Scale down the records from the line containing "label: orange cap brim" up to and including the line containing "top-left (42, 509), bottom-right (828, 610)", reproducing only that span line by line, requests included, with each answer coordinate multiplied by 0.7 and rounded to a whole number, halves going up. Leave every number in the requests and their format samples unchanged.

%%

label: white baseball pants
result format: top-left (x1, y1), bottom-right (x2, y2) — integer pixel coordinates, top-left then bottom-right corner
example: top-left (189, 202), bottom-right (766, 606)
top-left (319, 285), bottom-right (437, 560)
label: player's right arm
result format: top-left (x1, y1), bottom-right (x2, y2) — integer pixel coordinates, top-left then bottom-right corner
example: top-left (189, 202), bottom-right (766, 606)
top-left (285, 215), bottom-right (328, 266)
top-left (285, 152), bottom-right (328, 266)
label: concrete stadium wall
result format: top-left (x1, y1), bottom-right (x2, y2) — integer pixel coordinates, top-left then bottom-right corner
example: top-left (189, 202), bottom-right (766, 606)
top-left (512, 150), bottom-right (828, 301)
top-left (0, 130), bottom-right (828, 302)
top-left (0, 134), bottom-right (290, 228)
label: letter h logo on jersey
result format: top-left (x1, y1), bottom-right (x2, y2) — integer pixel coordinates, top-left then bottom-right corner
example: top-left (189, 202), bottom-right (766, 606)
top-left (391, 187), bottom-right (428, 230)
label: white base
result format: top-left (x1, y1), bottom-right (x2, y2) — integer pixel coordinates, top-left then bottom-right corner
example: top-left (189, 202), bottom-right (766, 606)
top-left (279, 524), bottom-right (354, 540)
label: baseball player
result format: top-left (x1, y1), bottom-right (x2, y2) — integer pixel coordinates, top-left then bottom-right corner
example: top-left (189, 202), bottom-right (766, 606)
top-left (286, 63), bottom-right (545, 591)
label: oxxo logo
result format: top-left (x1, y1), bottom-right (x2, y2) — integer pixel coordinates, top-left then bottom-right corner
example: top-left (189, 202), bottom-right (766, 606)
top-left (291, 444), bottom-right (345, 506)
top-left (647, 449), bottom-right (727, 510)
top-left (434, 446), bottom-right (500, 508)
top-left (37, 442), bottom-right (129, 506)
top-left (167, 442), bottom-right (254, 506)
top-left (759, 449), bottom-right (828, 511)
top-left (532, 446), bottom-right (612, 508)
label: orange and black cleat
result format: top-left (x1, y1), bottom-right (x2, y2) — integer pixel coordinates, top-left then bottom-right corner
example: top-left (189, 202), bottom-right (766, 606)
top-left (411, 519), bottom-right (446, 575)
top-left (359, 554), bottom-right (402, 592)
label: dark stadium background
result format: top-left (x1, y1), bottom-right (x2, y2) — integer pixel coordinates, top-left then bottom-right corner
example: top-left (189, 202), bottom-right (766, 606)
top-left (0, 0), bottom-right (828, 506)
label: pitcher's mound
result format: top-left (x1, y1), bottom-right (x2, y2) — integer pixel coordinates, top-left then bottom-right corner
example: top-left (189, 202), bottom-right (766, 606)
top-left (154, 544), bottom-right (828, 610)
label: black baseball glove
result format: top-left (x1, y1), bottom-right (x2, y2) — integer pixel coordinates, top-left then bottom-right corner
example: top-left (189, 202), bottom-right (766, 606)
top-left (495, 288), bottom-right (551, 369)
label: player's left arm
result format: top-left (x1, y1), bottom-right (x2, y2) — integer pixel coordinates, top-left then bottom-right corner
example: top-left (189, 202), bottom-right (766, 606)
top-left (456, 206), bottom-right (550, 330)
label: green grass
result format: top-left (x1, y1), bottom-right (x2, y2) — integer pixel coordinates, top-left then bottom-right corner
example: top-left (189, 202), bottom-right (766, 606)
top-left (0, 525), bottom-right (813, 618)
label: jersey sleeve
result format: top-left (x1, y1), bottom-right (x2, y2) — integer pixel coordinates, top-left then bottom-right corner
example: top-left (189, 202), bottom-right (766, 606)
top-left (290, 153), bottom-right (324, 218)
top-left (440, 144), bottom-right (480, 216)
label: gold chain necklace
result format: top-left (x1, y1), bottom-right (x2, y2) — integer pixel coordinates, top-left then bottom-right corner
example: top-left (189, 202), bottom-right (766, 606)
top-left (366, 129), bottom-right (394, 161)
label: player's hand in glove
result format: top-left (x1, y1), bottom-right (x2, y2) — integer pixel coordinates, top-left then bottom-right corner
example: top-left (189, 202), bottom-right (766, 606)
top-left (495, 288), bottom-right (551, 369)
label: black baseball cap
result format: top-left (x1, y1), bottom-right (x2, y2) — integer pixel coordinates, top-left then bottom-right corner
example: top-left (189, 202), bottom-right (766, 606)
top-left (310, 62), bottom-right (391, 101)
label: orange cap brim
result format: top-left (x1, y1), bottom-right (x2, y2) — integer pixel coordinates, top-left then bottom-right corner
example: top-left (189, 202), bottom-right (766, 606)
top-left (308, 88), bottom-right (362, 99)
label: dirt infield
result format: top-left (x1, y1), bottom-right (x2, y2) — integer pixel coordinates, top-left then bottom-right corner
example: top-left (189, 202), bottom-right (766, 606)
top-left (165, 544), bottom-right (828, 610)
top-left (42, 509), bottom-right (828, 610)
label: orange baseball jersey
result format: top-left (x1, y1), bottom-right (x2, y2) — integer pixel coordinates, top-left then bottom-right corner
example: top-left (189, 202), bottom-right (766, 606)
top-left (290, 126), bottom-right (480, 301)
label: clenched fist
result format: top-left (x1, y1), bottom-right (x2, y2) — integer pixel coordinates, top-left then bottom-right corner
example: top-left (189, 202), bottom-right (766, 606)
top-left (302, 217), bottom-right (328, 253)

%%

--- OUTPUT OF THE EXERCISE ---
label: orange cap brim
result format: top-left (x1, y1), bottom-right (x2, y2) — integer pixel coordinates, top-left then bottom-right corner
example: top-left (189, 202), bottom-right (766, 606)
top-left (216, 62), bottom-right (253, 69)
label: dirt infield
result format: top-left (x1, y1), bottom-right (x2, y2) — integer pixel coordinates, top-left then bottom-right corner
example: top-left (189, 202), bottom-right (766, 606)
top-left (116, 381), bottom-right (580, 427)
top-left (29, 356), bottom-right (580, 427)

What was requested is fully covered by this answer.